═══ Extrait

Cet accord paraît d’autant plus vraisemblable que le groupe socialiste à l’Assemblée nationale s’est déclaré, à une très forte majorité, opposé à la candidature du général de Gaulle dans la soirée du 27 mai. Ainsi la voie d’accession parlementaire au pouvoir semble-t-elle définitivement s’éloigner.
L’on n’est point, cependant, au bout des rebondissements. Le 28 mai, Pflimlin va remettre sa démission au président Coty, alors qu’une manifestation d’ampleur, socialo-communiste, défile dans l’après-midi à Paris contre l’appel à de Gaulle. Il y a là au moins cent cinquante mille personnes entre la Nation et la République, avec Pierre Mendès France et François Mitterrand en tête de cortège. Puis une nouvelle entrevue se déroule à Saint-Cloud, toujours secrète et toujours chez Félix Bruneau, à la demande de René Coty, en pleine nuit, entre de Gaulle et les deux présidents du Conseil de la République et de l’Assemblée nationale, respectivement Gaston Monnerville et André Le Troquer. Comme lors de la précédente rencontre avec Pierre Pflimlin, aucune décision n’est acquise.
Dès lors plus rien ne semble pouvoir arrêter l’opération Résurrection des militaires. Elle est déjà lancée, lorsque les chefs algérois et toulousains apprennent que le général de Gaulle est reçu à l’Élysée dans la soirée du 29 mai. Ils l’annulent à l’ultime seconde !

══════
═══ Entrées extraites

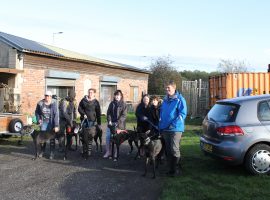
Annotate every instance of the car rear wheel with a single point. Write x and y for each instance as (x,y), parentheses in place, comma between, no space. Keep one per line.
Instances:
(258,159)
(15,125)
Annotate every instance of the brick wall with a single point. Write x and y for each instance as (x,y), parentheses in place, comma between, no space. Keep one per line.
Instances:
(34,78)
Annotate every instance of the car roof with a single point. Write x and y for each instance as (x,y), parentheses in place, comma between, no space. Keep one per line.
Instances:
(243,99)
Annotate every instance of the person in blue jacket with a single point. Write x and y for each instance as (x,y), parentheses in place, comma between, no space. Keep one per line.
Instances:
(173,112)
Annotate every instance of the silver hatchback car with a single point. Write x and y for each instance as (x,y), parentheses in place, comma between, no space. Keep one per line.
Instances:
(237,131)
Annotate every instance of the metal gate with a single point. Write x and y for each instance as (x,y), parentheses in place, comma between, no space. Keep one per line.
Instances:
(196,94)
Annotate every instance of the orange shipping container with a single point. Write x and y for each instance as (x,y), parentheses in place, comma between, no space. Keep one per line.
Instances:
(232,85)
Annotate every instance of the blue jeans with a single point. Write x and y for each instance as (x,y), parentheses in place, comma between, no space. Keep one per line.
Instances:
(172,143)
(46,126)
(108,135)
(87,123)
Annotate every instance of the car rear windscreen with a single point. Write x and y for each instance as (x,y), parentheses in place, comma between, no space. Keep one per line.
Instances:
(223,112)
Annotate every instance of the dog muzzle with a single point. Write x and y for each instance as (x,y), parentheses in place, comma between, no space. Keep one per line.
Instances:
(76,130)
(147,140)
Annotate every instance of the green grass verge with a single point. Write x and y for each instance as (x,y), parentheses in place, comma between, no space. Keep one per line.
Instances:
(206,178)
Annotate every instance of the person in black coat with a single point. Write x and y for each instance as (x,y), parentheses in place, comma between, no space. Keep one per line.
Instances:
(143,114)
(116,113)
(154,110)
(89,108)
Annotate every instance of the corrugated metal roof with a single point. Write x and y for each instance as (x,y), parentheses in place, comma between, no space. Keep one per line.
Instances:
(26,45)
(79,56)
(30,46)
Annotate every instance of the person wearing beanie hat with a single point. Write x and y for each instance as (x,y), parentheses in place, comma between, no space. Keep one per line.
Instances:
(68,115)
(47,115)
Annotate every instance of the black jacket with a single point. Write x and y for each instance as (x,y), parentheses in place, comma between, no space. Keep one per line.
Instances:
(91,109)
(155,114)
(142,111)
(118,111)
(68,110)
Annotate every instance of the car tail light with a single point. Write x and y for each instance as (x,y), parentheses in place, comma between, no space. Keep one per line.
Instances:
(230,130)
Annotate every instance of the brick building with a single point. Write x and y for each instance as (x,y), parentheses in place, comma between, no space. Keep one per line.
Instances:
(29,68)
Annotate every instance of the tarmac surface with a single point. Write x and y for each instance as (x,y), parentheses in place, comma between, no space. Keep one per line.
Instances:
(75,178)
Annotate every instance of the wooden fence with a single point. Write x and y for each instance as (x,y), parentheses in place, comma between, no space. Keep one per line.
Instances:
(196,94)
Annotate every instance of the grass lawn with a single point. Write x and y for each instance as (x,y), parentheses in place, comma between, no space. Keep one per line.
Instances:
(206,178)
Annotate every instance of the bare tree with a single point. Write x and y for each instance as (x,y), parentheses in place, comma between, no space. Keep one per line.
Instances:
(232,66)
(161,72)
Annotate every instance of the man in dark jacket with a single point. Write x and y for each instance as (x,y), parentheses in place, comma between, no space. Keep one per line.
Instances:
(173,112)
(68,115)
(47,115)
(143,112)
(116,113)
(89,109)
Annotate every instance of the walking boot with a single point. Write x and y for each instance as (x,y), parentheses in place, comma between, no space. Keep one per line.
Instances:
(52,148)
(108,151)
(174,167)
(69,143)
(43,147)
(89,150)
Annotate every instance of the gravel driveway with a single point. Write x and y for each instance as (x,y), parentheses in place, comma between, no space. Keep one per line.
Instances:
(75,178)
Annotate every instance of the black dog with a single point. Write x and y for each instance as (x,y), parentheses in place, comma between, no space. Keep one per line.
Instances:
(118,137)
(87,135)
(75,130)
(41,137)
(97,136)
(134,137)
(152,145)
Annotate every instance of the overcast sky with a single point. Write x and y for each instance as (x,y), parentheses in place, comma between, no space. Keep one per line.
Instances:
(195,33)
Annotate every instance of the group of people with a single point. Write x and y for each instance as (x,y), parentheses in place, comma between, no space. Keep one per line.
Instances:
(168,117)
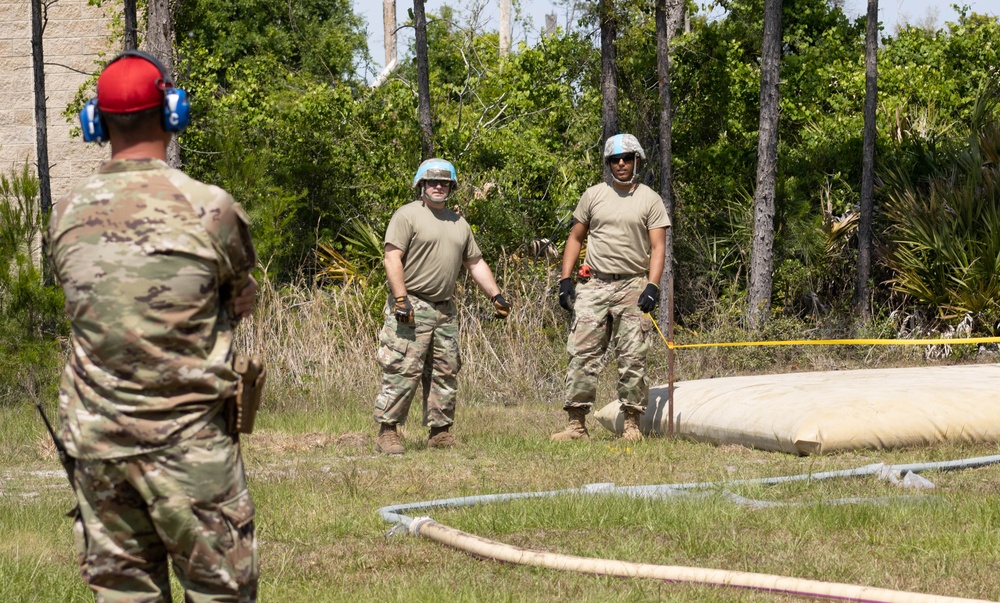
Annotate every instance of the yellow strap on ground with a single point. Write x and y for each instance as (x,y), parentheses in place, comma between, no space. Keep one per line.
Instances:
(735,344)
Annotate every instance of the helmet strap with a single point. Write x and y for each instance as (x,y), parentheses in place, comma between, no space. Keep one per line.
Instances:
(425,197)
(635,173)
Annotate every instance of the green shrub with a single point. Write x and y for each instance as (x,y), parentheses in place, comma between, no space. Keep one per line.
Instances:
(31,312)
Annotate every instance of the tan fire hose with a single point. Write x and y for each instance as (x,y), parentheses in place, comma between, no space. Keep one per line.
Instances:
(498,551)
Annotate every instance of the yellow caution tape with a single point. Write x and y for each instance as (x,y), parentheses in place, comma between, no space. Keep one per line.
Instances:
(971,340)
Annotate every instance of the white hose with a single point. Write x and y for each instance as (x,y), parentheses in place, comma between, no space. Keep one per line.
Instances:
(491,549)
(498,551)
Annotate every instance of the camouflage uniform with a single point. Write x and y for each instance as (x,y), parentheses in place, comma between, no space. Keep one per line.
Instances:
(436,243)
(425,352)
(150,261)
(606,311)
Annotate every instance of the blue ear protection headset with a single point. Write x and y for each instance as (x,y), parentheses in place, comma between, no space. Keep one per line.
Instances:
(176,108)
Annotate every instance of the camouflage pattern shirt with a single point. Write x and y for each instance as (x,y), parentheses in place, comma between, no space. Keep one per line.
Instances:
(150,260)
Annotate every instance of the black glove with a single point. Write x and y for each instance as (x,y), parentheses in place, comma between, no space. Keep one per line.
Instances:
(650,295)
(566,294)
(403,310)
(501,305)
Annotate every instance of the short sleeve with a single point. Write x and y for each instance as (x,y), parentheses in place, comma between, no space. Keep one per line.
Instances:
(400,232)
(472,250)
(582,213)
(657,215)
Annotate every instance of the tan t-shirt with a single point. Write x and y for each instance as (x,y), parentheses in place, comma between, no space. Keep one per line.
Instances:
(150,260)
(619,223)
(435,244)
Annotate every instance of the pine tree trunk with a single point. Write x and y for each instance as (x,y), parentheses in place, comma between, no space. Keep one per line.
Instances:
(609,75)
(423,84)
(160,43)
(668,16)
(862,293)
(762,254)
(41,114)
(38,21)
(389,27)
(504,27)
(131,25)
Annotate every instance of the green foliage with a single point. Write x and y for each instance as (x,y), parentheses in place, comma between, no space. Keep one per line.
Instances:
(283,120)
(31,313)
(945,225)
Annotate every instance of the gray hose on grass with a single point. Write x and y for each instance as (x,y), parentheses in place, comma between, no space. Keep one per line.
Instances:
(490,549)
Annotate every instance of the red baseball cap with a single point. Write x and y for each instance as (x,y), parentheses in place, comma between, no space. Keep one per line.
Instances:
(129,84)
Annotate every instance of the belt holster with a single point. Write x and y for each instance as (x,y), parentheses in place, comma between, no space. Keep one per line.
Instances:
(249,390)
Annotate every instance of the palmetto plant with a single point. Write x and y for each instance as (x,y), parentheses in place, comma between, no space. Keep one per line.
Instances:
(945,225)
(359,260)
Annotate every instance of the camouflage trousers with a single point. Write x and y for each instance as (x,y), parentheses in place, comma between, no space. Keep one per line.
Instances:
(425,353)
(607,312)
(188,503)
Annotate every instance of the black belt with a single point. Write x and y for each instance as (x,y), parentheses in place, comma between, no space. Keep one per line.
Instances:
(440,304)
(604,276)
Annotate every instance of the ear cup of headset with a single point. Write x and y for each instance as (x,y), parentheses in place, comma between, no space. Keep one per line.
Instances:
(176,107)
(92,124)
(176,110)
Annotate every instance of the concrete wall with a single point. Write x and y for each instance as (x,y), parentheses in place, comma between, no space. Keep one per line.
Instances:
(74,36)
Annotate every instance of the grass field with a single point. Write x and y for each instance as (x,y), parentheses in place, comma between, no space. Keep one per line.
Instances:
(317,483)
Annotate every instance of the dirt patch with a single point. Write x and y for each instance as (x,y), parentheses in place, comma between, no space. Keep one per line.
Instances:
(353,440)
(281,442)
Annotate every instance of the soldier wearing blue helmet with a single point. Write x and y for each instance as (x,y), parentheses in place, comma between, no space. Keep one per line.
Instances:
(624,224)
(426,245)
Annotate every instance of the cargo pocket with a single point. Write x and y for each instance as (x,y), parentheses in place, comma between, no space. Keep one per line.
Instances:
(79,538)
(242,553)
(391,351)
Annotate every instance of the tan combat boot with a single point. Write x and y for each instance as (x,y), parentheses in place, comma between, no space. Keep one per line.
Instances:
(631,431)
(440,438)
(576,429)
(389,440)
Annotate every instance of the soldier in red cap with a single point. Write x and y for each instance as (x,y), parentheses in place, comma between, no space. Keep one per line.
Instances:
(156,271)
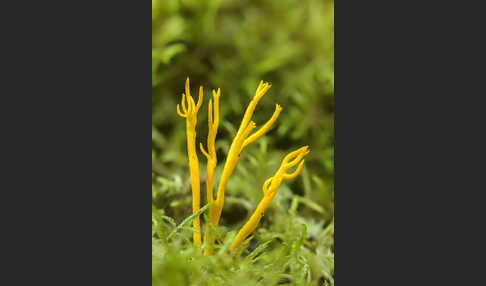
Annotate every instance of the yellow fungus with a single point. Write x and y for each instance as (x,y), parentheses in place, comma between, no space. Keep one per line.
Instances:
(270,188)
(190,113)
(213,122)
(241,140)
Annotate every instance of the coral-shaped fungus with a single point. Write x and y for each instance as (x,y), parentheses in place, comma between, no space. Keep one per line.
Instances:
(241,140)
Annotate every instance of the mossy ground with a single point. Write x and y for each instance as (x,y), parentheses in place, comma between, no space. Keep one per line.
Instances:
(233,45)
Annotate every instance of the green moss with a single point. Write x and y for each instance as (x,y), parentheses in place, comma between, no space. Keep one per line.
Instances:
(233,45)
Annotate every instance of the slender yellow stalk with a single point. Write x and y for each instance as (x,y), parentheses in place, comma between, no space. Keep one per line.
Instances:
(190,113)
(213,123)
(239,142)
(270,188)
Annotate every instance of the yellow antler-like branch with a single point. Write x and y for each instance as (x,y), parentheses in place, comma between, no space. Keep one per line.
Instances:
(270,188)
(237,146)
(190,113)
(213,123)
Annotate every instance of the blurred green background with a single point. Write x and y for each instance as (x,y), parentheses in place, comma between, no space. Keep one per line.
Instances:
(233,45)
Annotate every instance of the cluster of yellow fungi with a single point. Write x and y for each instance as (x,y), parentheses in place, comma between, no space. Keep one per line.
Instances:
(241,140)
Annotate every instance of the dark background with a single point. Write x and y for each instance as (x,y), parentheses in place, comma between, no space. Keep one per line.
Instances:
(409,149)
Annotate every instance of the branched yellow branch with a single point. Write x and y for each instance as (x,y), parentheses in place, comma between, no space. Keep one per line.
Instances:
(213,123)
(270,188)
(190,113)
(237,146)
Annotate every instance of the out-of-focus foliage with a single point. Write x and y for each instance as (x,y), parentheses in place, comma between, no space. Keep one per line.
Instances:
(233,44)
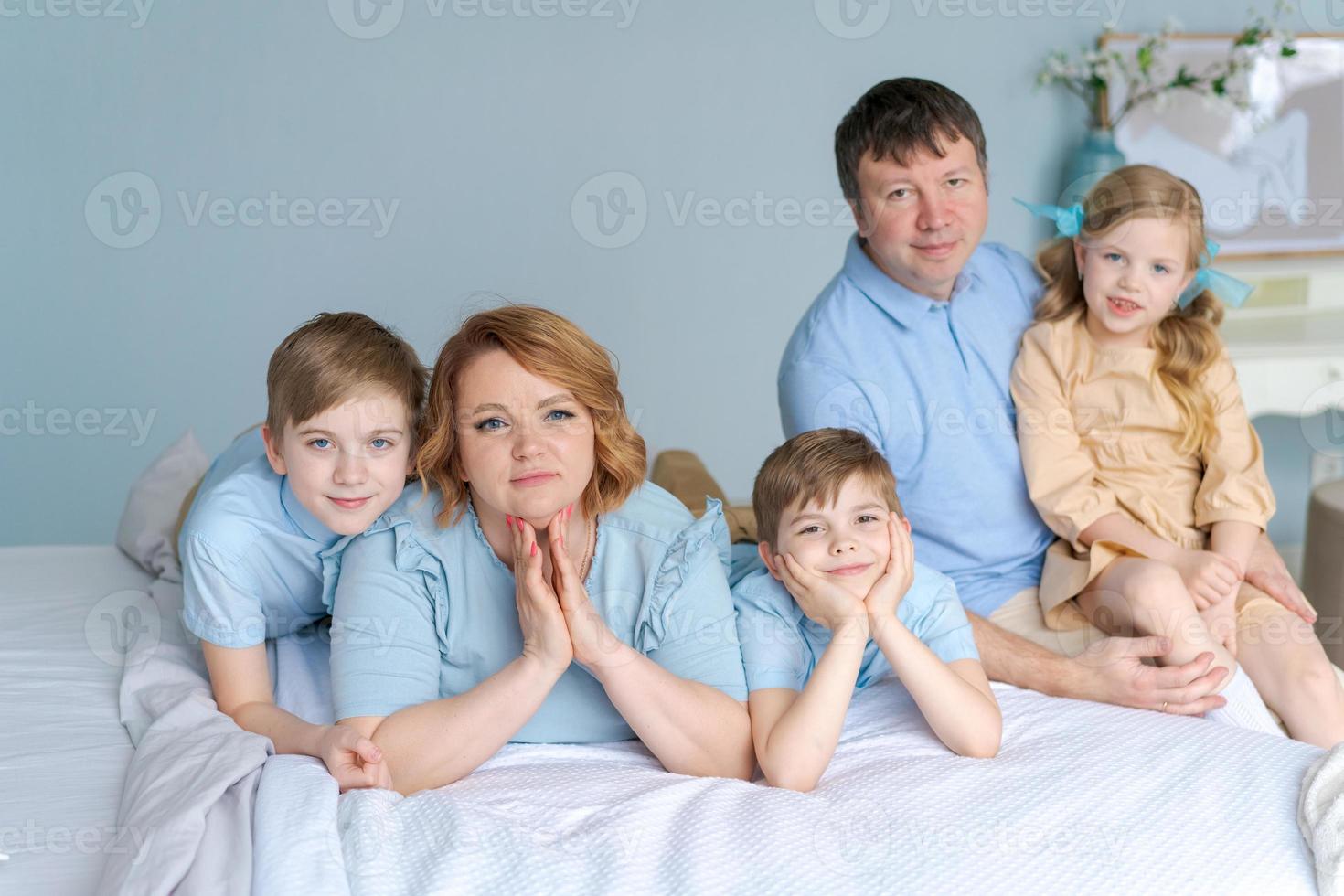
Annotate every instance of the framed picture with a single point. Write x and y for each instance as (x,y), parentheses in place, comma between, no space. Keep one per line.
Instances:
(1272,176)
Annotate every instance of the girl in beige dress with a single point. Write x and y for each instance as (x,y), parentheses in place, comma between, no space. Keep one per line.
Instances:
(1138,454)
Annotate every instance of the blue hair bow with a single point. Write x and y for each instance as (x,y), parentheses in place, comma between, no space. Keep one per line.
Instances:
(1067,220)
(1230,291)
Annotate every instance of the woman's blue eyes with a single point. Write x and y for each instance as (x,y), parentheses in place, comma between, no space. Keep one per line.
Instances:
(554,417)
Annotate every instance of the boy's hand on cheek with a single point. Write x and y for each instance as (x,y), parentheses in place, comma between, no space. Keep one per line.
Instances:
(821,601)
(887,592)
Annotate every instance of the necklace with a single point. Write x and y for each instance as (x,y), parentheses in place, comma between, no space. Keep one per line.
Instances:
(589,544)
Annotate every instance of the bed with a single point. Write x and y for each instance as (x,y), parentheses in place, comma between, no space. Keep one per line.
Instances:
(1083,795)
(122,776)
(63,752)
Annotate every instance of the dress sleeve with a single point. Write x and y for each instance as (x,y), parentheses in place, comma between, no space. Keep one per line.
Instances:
(686,621)
(1234,485)
(385,640)
(1061,475)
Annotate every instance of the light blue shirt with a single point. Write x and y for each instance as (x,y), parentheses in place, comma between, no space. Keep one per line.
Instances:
(928,382)
(423,613)
(251,554)
(781,646)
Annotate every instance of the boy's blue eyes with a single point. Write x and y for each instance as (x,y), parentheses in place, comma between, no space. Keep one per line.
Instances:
(322,445)
(554,417)
(866,517)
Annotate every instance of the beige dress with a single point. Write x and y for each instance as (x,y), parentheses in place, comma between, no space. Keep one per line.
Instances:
(1100,434)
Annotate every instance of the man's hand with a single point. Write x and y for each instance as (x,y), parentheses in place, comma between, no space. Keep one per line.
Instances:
(1266,571)
(1112,670)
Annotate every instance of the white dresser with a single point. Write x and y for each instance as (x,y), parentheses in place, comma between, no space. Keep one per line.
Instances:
(1287,347)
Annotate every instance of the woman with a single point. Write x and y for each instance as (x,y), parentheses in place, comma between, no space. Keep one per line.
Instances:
(535,589)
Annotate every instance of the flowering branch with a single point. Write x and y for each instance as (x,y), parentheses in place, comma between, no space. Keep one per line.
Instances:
(1094,71)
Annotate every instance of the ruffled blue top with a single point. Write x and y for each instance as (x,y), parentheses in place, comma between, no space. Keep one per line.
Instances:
(422,613)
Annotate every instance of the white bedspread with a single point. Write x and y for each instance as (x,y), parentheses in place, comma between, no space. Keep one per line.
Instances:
(1083,797)
(62,747)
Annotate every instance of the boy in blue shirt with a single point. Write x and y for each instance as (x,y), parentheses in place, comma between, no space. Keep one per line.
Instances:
(840,604)
(345,397)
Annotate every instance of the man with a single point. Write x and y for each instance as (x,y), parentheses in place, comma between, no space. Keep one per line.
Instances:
(912,344)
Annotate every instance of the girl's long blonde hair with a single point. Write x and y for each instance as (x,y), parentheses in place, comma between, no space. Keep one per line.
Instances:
(1187,338)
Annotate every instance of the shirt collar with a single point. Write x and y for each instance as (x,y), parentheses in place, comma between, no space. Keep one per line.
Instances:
(303,517)
(903,304)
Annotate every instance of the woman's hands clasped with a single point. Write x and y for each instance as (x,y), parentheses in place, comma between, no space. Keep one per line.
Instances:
(557,615)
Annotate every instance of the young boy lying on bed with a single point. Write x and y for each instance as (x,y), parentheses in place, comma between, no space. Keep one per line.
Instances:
(840,604)
(345,397)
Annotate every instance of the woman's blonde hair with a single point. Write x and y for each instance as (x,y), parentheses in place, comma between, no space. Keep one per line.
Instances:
(1187,338)
(552,348)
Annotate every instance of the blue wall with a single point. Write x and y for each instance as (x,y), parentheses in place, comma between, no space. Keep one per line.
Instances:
(481,129)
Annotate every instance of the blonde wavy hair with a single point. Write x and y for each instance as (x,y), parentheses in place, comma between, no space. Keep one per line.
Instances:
(555,349)
(1186,340)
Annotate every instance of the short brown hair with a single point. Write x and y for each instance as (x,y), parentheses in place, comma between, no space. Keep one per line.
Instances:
(334,357)
(549,347)
(814,466)
(898,117)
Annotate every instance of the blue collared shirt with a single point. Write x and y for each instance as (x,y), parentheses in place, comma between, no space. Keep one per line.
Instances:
(928,382)
(423,612)
(781,646)
(251,554)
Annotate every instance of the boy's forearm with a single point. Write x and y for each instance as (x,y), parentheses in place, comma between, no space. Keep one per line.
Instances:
(963,716)
(804,739)
(289,733)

══════

- [Consignes]:
• 1. Recopiez le passage de l'extrait sur la crise de mai 1958 allant de « L’on n’est point, cependant, au » à « décision n’est acquise. ».
• 2. D'après l'extrait, pourquoi la voie parlementaire d'accession du général de Gaulle au pouvoir semble-t-elle s'éloigner ? Répondez en une à trois phrases.
Appuyez-vous uniquement sur l'extrait.

- [Réponses par tâche]:
• 1.
L’on n’est point, cependant, au bout des rebondissements. Le 28 mai, Pflimlin va remettre sa démission au président Coty, alors qu’une manifestation d’ampleur, socialo-communiste, défile dans l’après-midi à Paris contre l’appel à de Gaulle. Il y a là au moins cent cinquante mille personnes entre la Nation et la République, avec Pierre Mendès France et François Mitterrand en tête de cortège. Puis une nouvelle entrevue se déroule à Saint-Cloud, toujours secrète et toujours chez Félix Bruneau, à la demande de René Coty, en pleine nuit, entre de Gaulle et les deux présidents du Conseil de la République et de l’Assemblée nationale, respectivement Gaston Monnerville et André Le Troquer. Comme lors de la précédente rencontre avec Pierre Pflimlin, aucune décision n’est acquise.

• 2. Le groupe socialiste à l'Assemblée nationale s'est déclaré, à une très forte majorité, opposé à la candidature du général de Gaulle dans la soirée du 27 mai. C'est pourquoi cette voie semble définitivement s'éloigner.